WHAT IS EXPECTED: Transcribe only what runs from the line containing "the green tree" through the final line below, exactly, and leave every picture out.

Named object pointing entries:
══════════

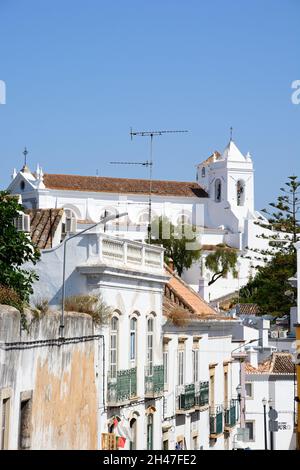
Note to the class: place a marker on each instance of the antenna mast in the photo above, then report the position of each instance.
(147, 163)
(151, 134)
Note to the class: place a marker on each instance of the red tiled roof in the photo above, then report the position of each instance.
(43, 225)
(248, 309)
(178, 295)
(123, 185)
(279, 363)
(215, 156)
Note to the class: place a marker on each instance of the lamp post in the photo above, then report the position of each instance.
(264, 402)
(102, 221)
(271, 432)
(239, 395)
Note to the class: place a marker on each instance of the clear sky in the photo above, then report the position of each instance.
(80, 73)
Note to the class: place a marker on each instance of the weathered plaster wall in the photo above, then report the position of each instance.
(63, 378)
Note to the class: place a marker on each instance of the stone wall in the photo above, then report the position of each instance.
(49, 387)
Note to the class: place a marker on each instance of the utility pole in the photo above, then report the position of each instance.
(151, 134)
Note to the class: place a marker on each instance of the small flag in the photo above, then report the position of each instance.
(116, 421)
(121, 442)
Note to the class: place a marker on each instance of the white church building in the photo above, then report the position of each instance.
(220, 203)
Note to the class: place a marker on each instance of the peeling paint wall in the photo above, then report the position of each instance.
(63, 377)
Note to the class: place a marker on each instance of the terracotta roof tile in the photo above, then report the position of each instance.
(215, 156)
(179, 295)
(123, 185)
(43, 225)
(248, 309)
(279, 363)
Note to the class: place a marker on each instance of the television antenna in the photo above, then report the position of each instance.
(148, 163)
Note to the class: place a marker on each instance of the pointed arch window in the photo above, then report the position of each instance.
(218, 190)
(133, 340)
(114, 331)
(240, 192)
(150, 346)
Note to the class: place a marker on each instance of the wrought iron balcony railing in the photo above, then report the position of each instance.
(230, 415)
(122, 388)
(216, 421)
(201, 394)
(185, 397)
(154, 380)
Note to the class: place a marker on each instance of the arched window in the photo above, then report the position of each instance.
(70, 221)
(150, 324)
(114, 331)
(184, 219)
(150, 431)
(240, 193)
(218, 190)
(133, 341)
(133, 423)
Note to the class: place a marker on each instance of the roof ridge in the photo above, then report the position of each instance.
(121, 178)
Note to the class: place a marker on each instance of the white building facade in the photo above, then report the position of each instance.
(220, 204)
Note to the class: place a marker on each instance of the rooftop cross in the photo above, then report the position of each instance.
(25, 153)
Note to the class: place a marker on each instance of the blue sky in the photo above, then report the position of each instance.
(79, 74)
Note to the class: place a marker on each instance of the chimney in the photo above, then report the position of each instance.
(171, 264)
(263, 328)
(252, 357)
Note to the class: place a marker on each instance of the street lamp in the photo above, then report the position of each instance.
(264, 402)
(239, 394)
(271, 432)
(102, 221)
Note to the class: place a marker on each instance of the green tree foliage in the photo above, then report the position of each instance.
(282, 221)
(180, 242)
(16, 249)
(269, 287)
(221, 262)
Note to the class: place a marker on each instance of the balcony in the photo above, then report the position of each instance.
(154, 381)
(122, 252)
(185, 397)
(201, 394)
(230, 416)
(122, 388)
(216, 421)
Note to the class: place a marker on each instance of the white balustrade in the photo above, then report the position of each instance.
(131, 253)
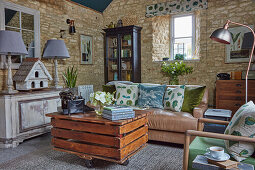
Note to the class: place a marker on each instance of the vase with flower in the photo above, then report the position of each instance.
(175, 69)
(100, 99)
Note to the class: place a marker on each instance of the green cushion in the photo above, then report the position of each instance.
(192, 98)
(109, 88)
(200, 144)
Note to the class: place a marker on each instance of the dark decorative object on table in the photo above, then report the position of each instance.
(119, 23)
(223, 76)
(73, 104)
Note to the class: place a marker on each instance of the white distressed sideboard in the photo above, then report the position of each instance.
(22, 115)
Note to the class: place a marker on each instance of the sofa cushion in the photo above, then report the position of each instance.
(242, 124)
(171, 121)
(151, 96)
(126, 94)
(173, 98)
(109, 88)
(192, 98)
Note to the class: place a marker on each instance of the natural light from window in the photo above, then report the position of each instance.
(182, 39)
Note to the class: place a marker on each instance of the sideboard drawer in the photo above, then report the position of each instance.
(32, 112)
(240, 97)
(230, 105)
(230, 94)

══════════

EXERCISE RESPONSE:
Note to the class: place a marker on each instance of the green tree foliage in the photo above, then report the position of each instance.
(282, 221)
(180, 242)
(16, 249)
(269, 287)
(221, 262)
Note to the class: place a marker on each instance of the balcony in the photo above, then report the position of each instance.
(154, 381)
(122, 252)
(185, 397)
(201, 394)
(230, 416)
(122, 388)
(216, 421)
Note to the class: place a marker on each instance of the white balustrade in the photo above, then report the position of each instance.
(131, 253)
Note to the class: place a marker on each instance of the vase with flower in the photo above, then report the position of each instance.
(175, 69)
(100, 99)
Note to the class: place a marker on each instance of the green cushion in the photo above, then report the position of each instance.
(192, 98)
(109, 88)
(200, 144)
Note to the class: place a marker on each instance of the dark decorative object on table in the photo above, then report the position of each instance.
(119, 23)
(223, 76)
(73, 104)
Note to the class: place a marker on each instance of the white distressed sideboard in the photo above, then report the position of each instance.
(22, 115)
Note to the class: place a marker on each instance of the sofa cushion in the photo above, then report the position of each instance.
(242, 124)
(171, 121)
(151, 96)
(126, 94)
(173, 98)
(109, 88)
(192, 98)
Note to the class: place a marker on each instance of the natural light from window in the photo above, then report the position of each instance.
(182, 39)
Note to the class: place a marker on each instance of the sideboard drawer in the photo above, then report the position of each instance.
(32, 112)
(240, 97)
(230, 105)
(230, 94)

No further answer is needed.